=== WHAT YOU WILL DO ===
a – Put this sentence from the logging post into Spanish: "Dad and I cleared trees from pastures and fence rows every summer in 100 degree heat."
b – Write out the logging post word for word, everything from "If I have to" down to "the next person.".
c – Extend the logging post with further writing that picks up right after its final sentence.

=== EXERCISE PASSAGE ===

I remember when I was little, driving 110+ hp tractors and having to stand on the clutch with both feet and pull up on the steering wheel to get enough weight on it, LOL. My family had no choice, I drove grain trucks between farms before the age of 13 nobody thought a thing of it. Dad and I cleared trees from pastures and fence rows every summer in 100 degree heat. In my mid-20's, I went to help a buddy out with his small logging operation in WI just to past the time between bullridings and after the first day, I figured it to be a good money maker as a Monday-Thursday thing to do, bought a skidder on the 2nd day of my "career", and made good money in the first week of operation, cutting and skidding by myself, but that would not have been possible if I hadn't had 20+ years of working similar little jobs separately, that gave me just enough experience and the smarts to put it all together.

Logging use to be a common sense trade for young men to step into, in that they probably grew up working hard physically with firewood, axes, saws and such, and weren't such wussies that they could take a chance now and then and not get rattle over it, but nowadays, first kids don't have a clue what hard work is, much less take any pride in doing it and skateboarding is their biggest physical risk or responsibility. The youth today in this country are a joke of what they should be, a 10 year old in the 1930's would be considered a "man" today of the highest standards, LOL.

If I have to pick good rookie traits, I want smarts, willingness and if he needs to travel somewhere on foot to get something, then run, that has helped me gain respect in many places, everyone walks, nobody runs anywhere, that is the simplest and fastest way to show others you mean business and aren't present just to get a paycheck. I have only worked two Union Jobs in my life and both of them broke me of running in order to make myself appear more valuable or more efficient at getting more done in an hour than the next person.

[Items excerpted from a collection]
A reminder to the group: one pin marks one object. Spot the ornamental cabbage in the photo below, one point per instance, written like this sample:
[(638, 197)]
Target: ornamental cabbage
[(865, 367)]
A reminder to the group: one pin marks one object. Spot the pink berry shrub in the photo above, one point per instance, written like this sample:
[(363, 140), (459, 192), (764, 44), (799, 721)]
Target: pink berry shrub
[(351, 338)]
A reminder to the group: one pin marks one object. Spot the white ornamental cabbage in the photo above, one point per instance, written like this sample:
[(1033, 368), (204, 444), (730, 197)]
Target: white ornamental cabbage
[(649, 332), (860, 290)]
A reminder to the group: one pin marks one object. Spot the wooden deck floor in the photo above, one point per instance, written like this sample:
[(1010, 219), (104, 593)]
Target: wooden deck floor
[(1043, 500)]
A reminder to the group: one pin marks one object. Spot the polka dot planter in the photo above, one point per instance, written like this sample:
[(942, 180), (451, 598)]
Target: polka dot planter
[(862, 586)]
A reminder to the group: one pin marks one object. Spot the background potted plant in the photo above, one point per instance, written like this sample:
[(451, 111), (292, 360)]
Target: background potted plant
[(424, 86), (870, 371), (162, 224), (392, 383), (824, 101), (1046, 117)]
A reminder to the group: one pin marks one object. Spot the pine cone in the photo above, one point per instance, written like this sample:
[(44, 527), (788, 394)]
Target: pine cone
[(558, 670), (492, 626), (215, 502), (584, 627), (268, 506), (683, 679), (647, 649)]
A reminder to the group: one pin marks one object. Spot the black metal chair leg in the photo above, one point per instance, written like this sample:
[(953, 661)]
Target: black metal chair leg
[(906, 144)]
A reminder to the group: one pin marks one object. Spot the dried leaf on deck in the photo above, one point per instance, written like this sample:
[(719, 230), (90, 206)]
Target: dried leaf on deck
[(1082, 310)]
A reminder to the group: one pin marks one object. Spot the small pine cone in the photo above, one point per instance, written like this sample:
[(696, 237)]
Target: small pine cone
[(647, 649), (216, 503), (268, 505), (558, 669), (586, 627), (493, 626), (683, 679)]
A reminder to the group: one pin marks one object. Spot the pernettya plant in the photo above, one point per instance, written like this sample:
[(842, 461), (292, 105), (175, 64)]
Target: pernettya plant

=== PER-TASK OUTPUTS ===
a – Papá y yo despejábamos árboles de los pastizales y de las hileras de cercas cada verano con un calor de 100 grados.

b –
If I have to pick good rookie traits, I want smarts, willingness and if he needs to travel somewhere on foot to get something, then run, that has helped me gain respect in many places, everyone walks, nobody runs anywhere, that is the simplest and fastest way to show others you mean business and aren't present just to get a paycheck. I have only worked two Union Jobs in my life and both of them broke me of running in order to make myself appear more valuable or more efficient at getting more done in an hour than the next person.

c –
My dad taught me this and he taught my nephew this same thing. If we had to get him a wrench we ran to get that wrench. If he said to move that tractor we ran to that tractor. I remember a machine shop where I worked the boss was on the second story to oversee everyone from his big window, out of 50 employee's, how do you think I got noticed from the first minute to the last, running, LOL, to the point that I received many "talks" about slowing down, LOL, how many times do you think that boss ever had to tell someone else before or after me to "slow down". Not very many if ever. That is a good problem. When that boss had to discuss me with others in management, what was my "problem" I ran to quickly or moved to quickly, which translated into getting noticed for speed and efficiency (I didn't get injured or break anything), that is a good problem for management to have to discuss. When the boss and others looked down at the other longtime employee's slowing walking around like drunk ants, there was one guy moving very quickly like he wanted to get something done that day, and make them some money. You want to be that person (in non-union workplaces, LOL).

After you gain the respect of others through the above, then it doesn't matter, as much, what you lack in the other areas, if you can pick it up quick enough, because the "pro's" and the boss know and feel your there to make a difference in any area that you can, regardless of your rookie limitations, and if they know that, then they don't think its a waste of their time and effort to teach you the ropes of the trade, and fine tune you into something useful and profitable.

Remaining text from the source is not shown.